*** GIVEN DATA Section Begins ***
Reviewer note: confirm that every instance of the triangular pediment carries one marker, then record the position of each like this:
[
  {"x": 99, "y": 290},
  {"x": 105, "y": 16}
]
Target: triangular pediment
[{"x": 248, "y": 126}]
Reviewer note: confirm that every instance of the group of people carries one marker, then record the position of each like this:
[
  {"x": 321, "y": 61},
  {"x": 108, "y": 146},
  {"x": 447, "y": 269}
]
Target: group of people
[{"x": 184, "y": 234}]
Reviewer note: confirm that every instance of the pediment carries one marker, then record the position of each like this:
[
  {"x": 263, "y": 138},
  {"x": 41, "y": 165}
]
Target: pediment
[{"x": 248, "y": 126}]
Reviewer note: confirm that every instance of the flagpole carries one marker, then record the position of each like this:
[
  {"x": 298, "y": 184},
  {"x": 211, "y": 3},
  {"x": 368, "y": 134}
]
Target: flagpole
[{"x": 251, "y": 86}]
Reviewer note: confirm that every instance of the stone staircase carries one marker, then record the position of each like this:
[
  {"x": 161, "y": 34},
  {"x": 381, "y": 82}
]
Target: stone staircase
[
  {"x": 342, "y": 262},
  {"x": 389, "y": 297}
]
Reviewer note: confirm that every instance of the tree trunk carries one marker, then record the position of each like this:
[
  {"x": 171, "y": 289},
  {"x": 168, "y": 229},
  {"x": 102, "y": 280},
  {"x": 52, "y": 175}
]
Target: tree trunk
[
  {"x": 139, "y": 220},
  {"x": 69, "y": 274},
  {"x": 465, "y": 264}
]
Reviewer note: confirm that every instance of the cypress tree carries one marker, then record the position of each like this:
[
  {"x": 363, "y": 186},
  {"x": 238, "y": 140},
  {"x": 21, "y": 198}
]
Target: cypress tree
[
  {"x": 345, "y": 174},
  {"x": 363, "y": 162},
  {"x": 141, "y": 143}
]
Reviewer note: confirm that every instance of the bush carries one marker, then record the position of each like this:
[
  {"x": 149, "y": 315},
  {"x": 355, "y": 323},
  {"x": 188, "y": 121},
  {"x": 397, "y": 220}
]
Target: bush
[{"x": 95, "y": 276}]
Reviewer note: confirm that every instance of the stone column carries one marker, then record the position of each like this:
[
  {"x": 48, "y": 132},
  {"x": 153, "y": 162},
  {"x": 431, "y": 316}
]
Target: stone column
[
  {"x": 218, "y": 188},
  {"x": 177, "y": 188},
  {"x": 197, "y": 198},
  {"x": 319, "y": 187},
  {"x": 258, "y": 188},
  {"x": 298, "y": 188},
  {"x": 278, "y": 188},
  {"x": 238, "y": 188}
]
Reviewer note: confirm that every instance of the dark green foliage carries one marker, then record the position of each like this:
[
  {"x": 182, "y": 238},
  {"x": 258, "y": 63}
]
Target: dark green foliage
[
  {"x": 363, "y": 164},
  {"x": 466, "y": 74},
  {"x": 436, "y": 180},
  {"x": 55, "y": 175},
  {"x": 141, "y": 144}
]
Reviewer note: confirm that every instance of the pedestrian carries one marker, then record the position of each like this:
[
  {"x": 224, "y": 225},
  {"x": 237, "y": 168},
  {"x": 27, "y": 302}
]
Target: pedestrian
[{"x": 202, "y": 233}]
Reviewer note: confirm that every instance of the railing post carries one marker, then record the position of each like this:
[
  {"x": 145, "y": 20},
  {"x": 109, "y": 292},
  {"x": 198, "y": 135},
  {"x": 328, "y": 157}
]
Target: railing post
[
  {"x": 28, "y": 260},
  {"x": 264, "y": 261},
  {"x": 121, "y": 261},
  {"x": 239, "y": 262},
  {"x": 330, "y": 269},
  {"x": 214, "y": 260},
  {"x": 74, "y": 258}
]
*** GIVEN DATA Section Ends ***
> **WHAT THE EXERCISE ASKS**
Your response must consist of all the records, retyped exactly.

> **RESPONSE AREA**
Reviewer note: confirm that every instance of the triangular pediment carries one marker, then record the position of each like this:
[
  {"x": 99, "y": 290},
  {"x": 105, "y": 16}
]
Target: triangular pediment
[{"x": 248, "y": 126}]
Reviewer note: confirm that every instance of the group of people carries one marker, then record the position of each like this:
[
  {"x": 321, "y": 61},
  {"x": 108, "y": 146},
  {"x": 447, "y": 269}
]
Target: group of people
[{"x": 184, "y": 234}]
Reviewer note: confirm that every instance of the pediment carries one marker, then record the position of each like this:
[
  {"x": 263, "y": 138},
  {"x": 41, "y": 165}
]
Target: pediment
[{"x": 248, "y": 126}]
Reviewer note: confirm that every instance of the flagpole carries one marker, then record the position of each like this:
[
  {"x": 298, "y": 184},
  {"x": 211, "y": 3},
  {"x": 368, "y": 134}
]
Target: flagpole
[{"x": 251, "y": 86}]
Reviewer note: confirm that every instance of the stone staircase carries one marker, then record the position of each like this:
[
  {"x": 161, "y": 34},
  {"x": 381, "y": 82}
]
Target: stone staircase
[
  {"x": 342, "y": 262},
  {"x": 389, "y": 297}
]
Reviewer note: confirm that every instance of the tree trunk carries one marker, then record the position of each like this:
[
  {"x": 171, "y": 289},
  {"x": 168, "y": 229},
  {"x": 102, "y": 280},
  {"x": 52, "y": 175}
]
Target: tree trunk
[
  {"x": 139, "y": 220},
  {"x": 69, "y": 274},
  {"x": 465, "y": 264}
]
Reviewer note: confirm that every instance of the cypress tree carries one marker, then record the position of each like this:
[
  {"x": 363, "y": 186},
  {"x": 238, "y": 140},
  {"x": 21, "y": 198}
]
Target: cypress tree
[
  {"x": 345, "y": 174},
  {"x": 363, "y": 162},
  {"x": 141, "y": 143}
]
Reviewer note: confirm that every instance of the bush carries one marker, then record the position of each like this:
[
  {"x": 149, "y": 315},
  {"x": 355, "y": 323},
  {"x": 188, "y": 121},
  {"x": 397, "y": 220}
]
Target: bush
[{"x": 95, "y": 276}]
Reviewer note: confirm that every instance of the stone column carries one marker, then record the position of each like this:
[
  {"x": 48, "y": 132},
  {"x": 153, "y": 162},
  {"x": 431, "y": 316}
]
Target: stone column
[
  {"x": 218, "y": 188},
  {"x": 177, "y": 188},
  {"x": 197, "y": 198},
  {"x": 319, "y": 187},
  {"x": 258, "y": 188},
  {"x": 298, "y": 188},
  {"x": 278, "y": 188},
  {"x": 238, "y": 188}
]
Reviewer note: confirm that every instance of the dark green foliage carries one marker, then record the position of each like this:
[
  {"x": 182, "y": 238},
  {"x": 258, "y": 63}
]
Target: dark green foliage
[
  {"x": 363, "y": 164},
  {"x": 466, "y": 74},
  {"x": 436, "y": 180},
  {"x": 55, "y": 175},
  {"x": 141, "y": 144}
]
Reviewer note: confirm that every instance of the pedestrian carries one marker, then record the position of each like this:
[
  {"x": 224, "y": 225},
  {"x": 237, "y": 168},
  {"x": 27, "y": 302}
]
Target: pedestrian
[{"x": 202, "y": 233}]
Reviewer note: confirm that every instance of the railing post carries one marker, then record the position of each like this:
[
  {"x": 145, "y": 20},
  {"x": 109, "y": 292},
  {"x": 198, "y": 135},
  {"x": 328, "y": 157}
]
Target: railing post
[
  {"x": 28, "y": 260},
  {"x": 264, "y": 261},
  {"x": 121, "y": 261},
  {"x": 239, "y": 262},
  {"x": 330, "y": 269},
  {"x": 214, "y": 260},
  {"x": 74, "y": 258}
]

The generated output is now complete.